### [WHAT THIS TASK INVOLVES]
Please resume the article on Eric Berry's contract talks with the Kansas City Chiefs, starting right after its final sentence.

The Kansas City Chiefs love Eric Berry. But as is so often the case with long-term contracts, the issues are (a) how much they love him and (b) what number they felt comfortable assigning to it.
Whatever that number is, it’s less than Berry wanted. So the 4 p.m. ET deadline came and went without a long-term deal for Berry, who now has to either play the 2016 season on the $10.806 million franchise tag or sit out the season.
To be clear, even though Berry has yet to sign his franchise tender and therefore could skip training camp practices without being fined, I don’t think there’s a chance that he’ll sit out regular-season games over this. At $10.806 million, he’d be the highest-paid safety in the NFL this year. And if he repeats his strong 2015 season, he’ll be in a strong position to push the safety market higher next spring, likely after Arizona’s Tyrann Mathieu sets the top of it.
My understanding from reporting on this over the past few weeks is that Berry started out looking for something in the area of $11 million or $12 million per year. The Chiefs were willing to make him the league’s highest-paid safety, but they could have done that with a deal that paid him $10.3 million per year, and that’s the neighborhood in which the team felt comfortable.

### [SOURCE DATA]
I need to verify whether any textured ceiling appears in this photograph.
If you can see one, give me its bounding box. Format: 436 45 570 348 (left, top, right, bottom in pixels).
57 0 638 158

### [RESPONSE]
Again, the Chiefs love Berry, and they know their fans do, too. His return from cancer to deliver a Pro Bowl season in 2015 was one of the best stories of the season, and his perseverance and performance were surely worth rewarding. But the Chiefs are still running their team and their salary cap for the next few years and have to make sure they stay true to their budget. As much as they love Berry, paying a safety more than $11 million per year doesn’t fit their plans.
Now, if Berry has another great year, the Chiefs have a problem. His franchise number next year would be $12.9672 million, so they’d want to do a long-term deal to avoid that. And defensive tackle Dontari Poe is eligible for free agency next year, meaning they might have to use the franchise tag on him. But as was the case with a lot of the players who didn’t get long-term deals at the franchise deadline this year — guys such as Alshon Jeffery, Kirk Cousins and Trumaine Johnson — the Chiefs want to see one more great year before deciding whether to commit long term at top-of-market dollars.
The Chiefs could end up being bitten by this. They can’t talk to Berry about a long-term deal now until after their season ends, by which time the landscape is sure to have shifted in some way. But at this point, and at this price, there just wasn’t a deal to do that made sense for the Chiefs. No matter how much they love the guy.